COMPITO 1 - Riassumi in due frasi il testo sulla posizione pro-life.
COMPITO 2 - Secondo il testo sulla posizione pro-life, che cosa implica la parola "costringere"?
COMPITO 3 - Prosegui il testo sulla posizione pro-life dopo la sua ultima frase.

TESTO DELLA PAGINA -
○ ○ ○ ○ ○

La parola “costringere” implica infatti intimidazione, aggressività, violenza, e la tragica ironia è che l’aggressività, la violenza e il comportamento minaccioso non provengono dalle persone pro-life, ma dai medici che uccidono i bambini.
La posizione dei pro-life è molto semplice: non si uccidono le persone, gli embrioni sono piccolissime persone, pertanto non si uccidono gli embrioni. È una cosa diretta, immediata, non è un concetto difficile da capire.

○ ○ ○ ○ ○

BLOCCO DATI -
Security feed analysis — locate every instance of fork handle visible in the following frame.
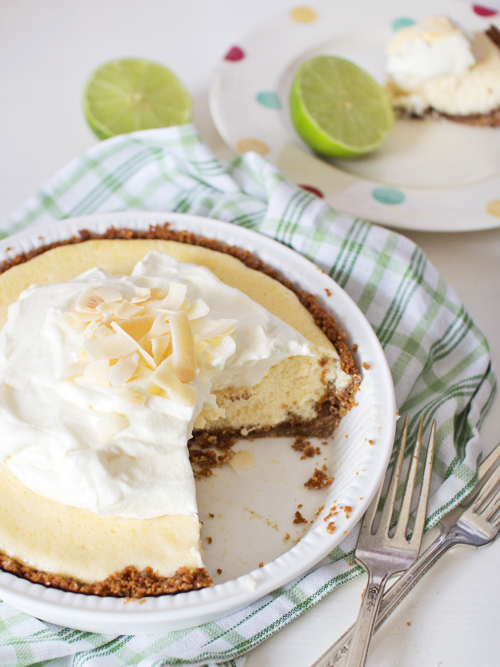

○ ○ ○ ○ ○

RISPOSTA SCRITTA 1 - Il testo afferma che la parola "costringere" implica intimidazione, aggressività e violenza, e sostiene che questi comportamenti non provengono dalle persone pro-life ma dai medici che uccidono i bambini. Descrive poi la posizione pro-life come semplice: non si uccidono le persone, gli embrioni sono piccolissime persone, e quindi non si uccidono gli embrioni.

RISPOSTA SCRITTA 2 - Implica intimidazione, aggressività e violenza.

RISPOSTA SCRITTA 3 -
Poi, è certamente vero che dicendo “non uccidere l’embrione”, ne conseguiranno altre cose, come dover affrontare la gravidanza, partorire e poi crescere il figlio o darlo in adozione ad altri che lo cresceranno. Ma questo non significa “costringere” qualcuna a fare queste cose. Se ti sembra che io stia facendo solo giochetti semantici – aggiunge Brahm – considera il seguente caso. A questo punto, Brahm, come ci ha spiegato nel precedente articolo, provvede a stimolare la riflessione creando una situazione parallela, cambiando cioè il punto di vista mediante una “rotazione del tavolo”:
Molly ha un figlio di cinque anni, Jason, con bisogni speciali. Il padre del bambino non c’è. Molly non vuole più avere a che fare con le difficoltà di crescere un figlio disabile. Vuole avere la possibilità di uscire e di divertirsi, di viaggiare e di avere più vita sociale. Così elabora un piano per uccidere Jason, in modo che la sua morte appaia avvenuta per cause naturali. Molly confida nell’appoggio della sua amica Debbie per la realizzazione del piano, ma quando costei obietta che sarebbe immorale uccidere il bambino, Molly s’infuria:
Molly: “Quindi stai cercando di costringermi a crescere un bambino? Vuoi obbligarmi a prendermi cura di un figlio disabile contro la mia volontà? Vuoi costringermi a fare la madre? Vuoi costringermi ad avere una vita difficile? Vuoi che io non mi laurei? Vuoi costringermi a rinunciare ai miei sogni?”.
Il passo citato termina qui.